[Rows from a point labeling set]
┄┄┄┄┄┄┄┄┄┄

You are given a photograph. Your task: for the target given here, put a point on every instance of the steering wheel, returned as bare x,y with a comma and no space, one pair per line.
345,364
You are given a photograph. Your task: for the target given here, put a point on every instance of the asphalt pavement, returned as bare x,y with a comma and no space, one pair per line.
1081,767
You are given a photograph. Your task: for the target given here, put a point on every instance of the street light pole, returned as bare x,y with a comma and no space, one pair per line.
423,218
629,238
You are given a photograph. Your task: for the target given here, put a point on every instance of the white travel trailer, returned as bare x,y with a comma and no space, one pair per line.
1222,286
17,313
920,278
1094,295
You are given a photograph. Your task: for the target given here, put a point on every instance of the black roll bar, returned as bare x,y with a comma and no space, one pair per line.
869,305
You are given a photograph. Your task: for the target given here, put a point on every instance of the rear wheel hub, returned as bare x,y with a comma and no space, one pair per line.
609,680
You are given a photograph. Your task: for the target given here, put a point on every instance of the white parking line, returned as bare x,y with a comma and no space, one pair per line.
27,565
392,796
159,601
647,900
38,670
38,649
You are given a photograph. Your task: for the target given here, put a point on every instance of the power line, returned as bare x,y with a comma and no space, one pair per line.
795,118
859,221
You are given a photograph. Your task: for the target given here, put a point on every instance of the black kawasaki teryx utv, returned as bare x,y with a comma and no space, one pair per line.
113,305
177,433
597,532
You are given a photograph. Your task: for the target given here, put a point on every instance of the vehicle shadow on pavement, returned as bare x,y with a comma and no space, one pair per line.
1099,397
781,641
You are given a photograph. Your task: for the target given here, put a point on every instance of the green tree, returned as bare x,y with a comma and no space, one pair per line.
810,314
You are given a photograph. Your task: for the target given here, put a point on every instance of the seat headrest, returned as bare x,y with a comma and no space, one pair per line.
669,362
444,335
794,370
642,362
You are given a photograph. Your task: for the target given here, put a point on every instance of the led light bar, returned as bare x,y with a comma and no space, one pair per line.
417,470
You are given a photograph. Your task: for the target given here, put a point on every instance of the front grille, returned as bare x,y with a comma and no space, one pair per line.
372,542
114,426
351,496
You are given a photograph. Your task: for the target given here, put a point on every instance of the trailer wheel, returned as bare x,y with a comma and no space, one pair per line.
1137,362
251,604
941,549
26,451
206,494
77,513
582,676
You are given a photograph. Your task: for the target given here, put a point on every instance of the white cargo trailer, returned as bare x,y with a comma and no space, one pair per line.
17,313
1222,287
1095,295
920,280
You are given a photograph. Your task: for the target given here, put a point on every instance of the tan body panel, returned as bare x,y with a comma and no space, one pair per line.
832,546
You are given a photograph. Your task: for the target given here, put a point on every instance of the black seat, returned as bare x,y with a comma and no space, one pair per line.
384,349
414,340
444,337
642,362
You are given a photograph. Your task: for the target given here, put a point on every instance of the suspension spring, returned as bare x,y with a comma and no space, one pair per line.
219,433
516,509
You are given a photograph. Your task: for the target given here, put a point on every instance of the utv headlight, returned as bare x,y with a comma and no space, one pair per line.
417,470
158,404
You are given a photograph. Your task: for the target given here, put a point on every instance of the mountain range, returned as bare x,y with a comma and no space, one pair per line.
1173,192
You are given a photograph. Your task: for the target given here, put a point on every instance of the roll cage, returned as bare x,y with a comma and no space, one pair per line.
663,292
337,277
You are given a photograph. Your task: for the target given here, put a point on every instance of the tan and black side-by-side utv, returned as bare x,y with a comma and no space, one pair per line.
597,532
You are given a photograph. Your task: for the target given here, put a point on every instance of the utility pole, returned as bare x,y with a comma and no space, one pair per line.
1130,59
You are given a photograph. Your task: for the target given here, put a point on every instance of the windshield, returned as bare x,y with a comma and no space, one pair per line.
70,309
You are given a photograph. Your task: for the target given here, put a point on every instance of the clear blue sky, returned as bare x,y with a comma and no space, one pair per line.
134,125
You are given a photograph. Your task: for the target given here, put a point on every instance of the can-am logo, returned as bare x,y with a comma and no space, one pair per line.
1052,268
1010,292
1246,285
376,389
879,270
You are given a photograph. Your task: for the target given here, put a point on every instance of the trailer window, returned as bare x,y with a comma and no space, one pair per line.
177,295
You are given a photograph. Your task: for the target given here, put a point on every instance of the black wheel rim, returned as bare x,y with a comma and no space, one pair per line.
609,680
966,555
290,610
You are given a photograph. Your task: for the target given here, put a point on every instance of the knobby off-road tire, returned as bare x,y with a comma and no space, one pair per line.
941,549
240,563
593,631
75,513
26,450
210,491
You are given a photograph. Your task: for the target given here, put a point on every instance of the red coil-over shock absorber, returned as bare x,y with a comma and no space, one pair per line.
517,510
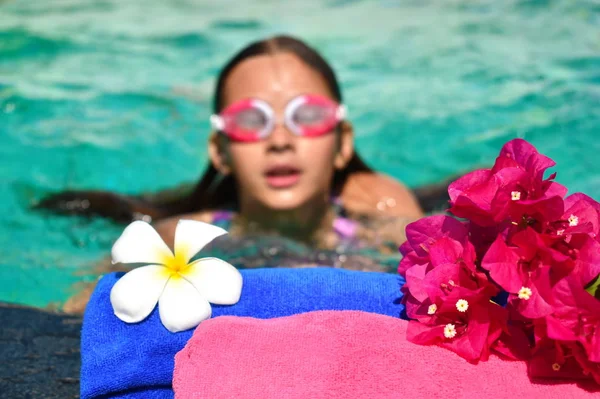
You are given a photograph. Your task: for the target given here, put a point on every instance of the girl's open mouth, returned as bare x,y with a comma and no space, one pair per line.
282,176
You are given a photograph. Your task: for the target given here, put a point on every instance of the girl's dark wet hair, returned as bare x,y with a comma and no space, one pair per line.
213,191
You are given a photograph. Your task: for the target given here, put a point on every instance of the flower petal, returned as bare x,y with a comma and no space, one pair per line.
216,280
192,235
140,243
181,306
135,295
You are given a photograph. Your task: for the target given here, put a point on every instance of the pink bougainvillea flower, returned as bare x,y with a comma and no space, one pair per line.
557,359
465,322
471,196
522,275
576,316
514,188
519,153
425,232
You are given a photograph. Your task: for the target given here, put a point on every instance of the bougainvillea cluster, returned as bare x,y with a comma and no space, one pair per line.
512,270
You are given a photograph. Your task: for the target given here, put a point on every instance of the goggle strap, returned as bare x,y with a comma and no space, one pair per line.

┄┄┄┄┄┄┄┄┄┄

Prompt: Rewrite the lines in every row above, changing "put a point on" to "mark" and keeping everything else the same. Leave the pictures out of your answer.

Solution for this task:
You are given a photograph. Your task: for the target given here, mark every instance of the steering wheel, returned as bare x,y with a comma and no space, one pair per line.
345,364
You are given a photograph. Your task: for the target given here, mark every instance of the asphalt pavement, returned as bare x,y with a comma and no space, one pair per line.
1081,767
You are given a photograph. Your task: for the target given here, mark every instance of the street light pole, returned as bare x,y with a comma and no space, one pair per line.
423,218
629,238
You are given a photograph. Your task: for the target given here, mark every instance of the white travel trailer, returned as bare x,y with a comma and no space, one pair per line.
1222,286
17,313
920,278
1094,295
You are given a photograph. Your task: for the target given here, mark every instance of the black roll bar, returned as bare x,y with a comma and no space, one pair per line.
869,305
You are given a photograph. Your task: for the target given here, mark every instance of the rear wheel hub, returned as bare x,y with a comma and no space, one pair per line.
609,680
You are given a photograph. Your task: for the target given here, mark every instance of the white parking line, returned as bare x,y with a comma and no space, one pair per line.
27,565
392,796
159,601
647,900
38,670
38,649
You are given a photograph. Your task: for the target given here, mark every instance of the power line, returned as bare x,y with a comma and no space, one pair per line.
795,118
859,221
You are given a photograph. Your task: for the target given here, mark every instance of the black kawasaki teryx utv, returned as bare x,y with a comma and no space, one pair per line.
113,305
177,433
597,532
You are given a photograph. Your task: for the target given here, mark every instance of the vehicle shadow on pavement, returned as bare x,y with a comma and no space, one pair per line.
1099,397
781,641
You are given a photograph. Your task: for the target given here, mark every instance of the green tree, returned as bare x,y with a comma and no space, one pair per line.
810,314
You are given a photograph. Your task: for the target given here, mark every instance of the seat headrest, returned as bare x,y with a comma and no space, one pair per line.
669,362
444,335
794,370
642,362
You are given a photograph. Your task: for the target given here, mark every instance of the led light bar, returned as bare x,y with a comma and no space, one pair per line.
417,470
You are given a photograph. Your task: for the target given here, mark every instance of the front grille, returned as bare x,y with a comma and no space, one pair per line.
372,542
114,426
351,496
You are given a photograph. Your task: for the target given here, mark every instance of the trailer wheel, returned as bare x,y with a comma and no space, one pair per line.
1137,362
251,604
941,549
26,451
206,494
77,513
582,676
You are given a photograph. Your task: for the target given here, mark every instance of the white cargo trailer, returned as bare x,y with a comma and no space, one pair per line.
17,313
1222,287
1095,295
920,280
You are given a photograph. Your task: for the target given here, mark every instance of the tan body panel, returned as bare x,y with a comma and no space, one pair per line.
832,546
You are given a photograph. Your task: for the target given here, mark every instance of the black seat, returned as bare x,y with a comma and no space, one pair per line.
384,349
414,340
444,337
642,362
You are given a photograph. Your task: for the target given here, mark every instance of the suspension spring, returned as bare x,y with a comma and no space, one pair per line.
219,433
516,509
You are given a photograph. Your task: for the target given here, mark every instance of the utv headlight, returned as bare x,y with a comma and no space, one pair per line.
417,470
158,404
You are given a photograph. Your task: for the target given here, mark every instance of the mountain range, returned as bare x,y with a comma and no space, one pair per line.
1173,192
You are given a photograph. Your task: for the target given here, mark every instance of the roll cage, returned as bare x,y with a comma and no space, one pair per line.
663,292
337,277
You are given a photograph. Your task: for the target given here, mark every instance of the tan and black side-by-side utv, returned as bare x,y with a comma and no space, one pair per line.
597,532
You are given a photograph. Your task: for the target given here, mark every instance of the utility pole, returned as bare x,y with a comma and no space, one pair per line.
1130,59
You are given a photograph. Your task: for the target given here, mark every instance of the windshield, returned as bare x,y with a comma and no space, one pair per line.
70,309
You are given a photograph. Your task: for the target given here, mark every instance of the clear blue sky, returned as bare x,y with a comma and no space, one pair per line.
134,125
You are given a photograph. Your task: for the target given here, mark every instance of the can-am logo, returned as bare x,y with a comma and no space, one pair per line.
1052,268
1010,292
1246,285
376,389
879,270
You are given a photograph. Your task: for the target given here, mark every instance of the trailer window, returned as bare x,y with a comma and no space, one pair per line.
177,295
You are given a photograph. Your task: for the target given here, mark every instance of the black wheel rim, returned as bare x,y with a comma and no space, one pair per line.
609,680
966,555
290,610
You are given a photograph. Your task: for the target given here, mark every instance of the knobby off-road tire, returned as bare x,y with a comma and no space, one pair per line.
941,549
240,563
593,631
75,513
26,450
210,491
You are given a photograph. Your task: for the target given here, mark every instance of the red coil-over shock absorber, returned as bare x,y with a comma and no space, one pair per line.
517,510
You are given a photograph. Your task: for the target given here, mark every instance of the girl's open mouth, returned as bare x,y with a comma and no space, one pair per line.
282,176
You are given a photograph. Your task: for the target given here, mark every instance of the girl's dark wet hair, returned as bare x,y with a comma and no space, one pair per line.
213,191
You are given a photograph. Your task: for the target given here, mark every instance of the flower petal, returned as bare x,y with a comma and no space, one pair per line.
216,280
192,235
140,243
181,306
135,295
You are given a photograph. Your task: for the target given here, mark every instance of the pink bougainvillea flower, returned as bare x,y with a comma and no space, one pair per line.
557,359
465,322
471,196
522,275
576,316
514,188
519,153
425,232
You are given a photograph. Your task: for the target given here, mark every instance of the bougainvillea cluster, returned as bare x,y with a comma and no space, one pair per line.
512,270
You are given a photograph. Your task: for the target given here, mark every instance of the goggle strap, returned as bare x,y with a comma and no space, one pair per line.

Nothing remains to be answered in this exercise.